%%

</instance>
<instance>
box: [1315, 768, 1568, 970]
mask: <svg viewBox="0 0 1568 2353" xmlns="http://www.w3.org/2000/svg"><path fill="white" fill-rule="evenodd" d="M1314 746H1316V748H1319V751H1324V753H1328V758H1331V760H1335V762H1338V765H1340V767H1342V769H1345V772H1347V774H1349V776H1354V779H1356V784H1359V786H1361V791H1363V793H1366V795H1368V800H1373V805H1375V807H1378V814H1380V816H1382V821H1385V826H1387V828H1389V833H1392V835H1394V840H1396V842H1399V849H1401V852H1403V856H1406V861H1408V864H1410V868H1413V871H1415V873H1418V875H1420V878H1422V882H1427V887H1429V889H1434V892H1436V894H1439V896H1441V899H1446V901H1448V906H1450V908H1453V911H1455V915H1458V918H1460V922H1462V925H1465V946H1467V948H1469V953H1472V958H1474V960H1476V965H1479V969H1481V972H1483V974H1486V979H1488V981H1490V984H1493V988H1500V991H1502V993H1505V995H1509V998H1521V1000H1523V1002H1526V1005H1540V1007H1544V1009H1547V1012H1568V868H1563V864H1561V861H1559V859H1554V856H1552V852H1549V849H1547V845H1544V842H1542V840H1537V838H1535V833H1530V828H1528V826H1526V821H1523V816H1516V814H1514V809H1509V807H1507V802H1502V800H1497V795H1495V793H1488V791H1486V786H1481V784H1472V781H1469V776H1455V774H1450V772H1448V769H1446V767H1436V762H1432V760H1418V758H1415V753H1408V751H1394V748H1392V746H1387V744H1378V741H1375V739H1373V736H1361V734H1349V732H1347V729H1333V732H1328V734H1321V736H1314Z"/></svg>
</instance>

%%

ACTION ITEM
Each entry above should be retyped exactly, with nothing missed.

ANSWER TO THIS EXERCISE
</instance>
<instance>
box: [1315, 768, 1568, 970]
mask: <svg viewBox="0 0 1568 2353" xmlns="http://www.w3.org/2000/svg"><path fill="white" fill-rule="evenodd" d="M1314 746H1316V748H1319V751H1324V753H1328V758H1331V760H1335V762H1338V765H1340V767H1342V769H1345V772H1347V774H1349V776H1354V779H1356V784H1359V786H1361V791H1363V793H1366V795H1368V800H1373V805H1375V807H1378V814H1380V816H1382V821H1385V826H1387V828H1389V833H1392V835H1394V840H1396V842H1399V849H1401V852H1403V856H1406V861H1408V864H1410V868H1413V871H1415V873H1418V875H1420V878H1422V882H1427V887H1429V889H1434V892H1436V894H1439V896H1441V899H1446V901H1448V906H1450V908H1453V911H1455V915H1458V918H1460V922H1462V925H1465V946H1467V948H1469V953H1472V958H1474V960H1476V965H1479V969H1481V972H1483V974H1486V979H1488V981H1490V984H1493V988H1500V991H1502V993H1505V995H1509V998H1521V1000H1523V1002H1526V1005H1540V1007H1544V1009H1547V1012H1568V868H1563V864H1561V861H1559V859H1554V856H1552V852H1549V849H1547V845H1544V842H1542V840H1537V838H1535V833H1530V828H1528V826H1526V821H1523V816H1516V814H1514V809H1509V807H1507V802H1502V800H1497V795H1495V793H1488V791H1486V786H1481V784H1472V781H1469V776H1455V774H1450V772H1448V769H1446V767H1436V762H1432V760H1418V758H1415V753H1408V751H1394V748H1392V746H1387V744H1378V741H1375V739H1373V736H1361V734H1349V732H1347V729H1333V732H1328V734H1321V736H1314Z"/></svg>
</instance>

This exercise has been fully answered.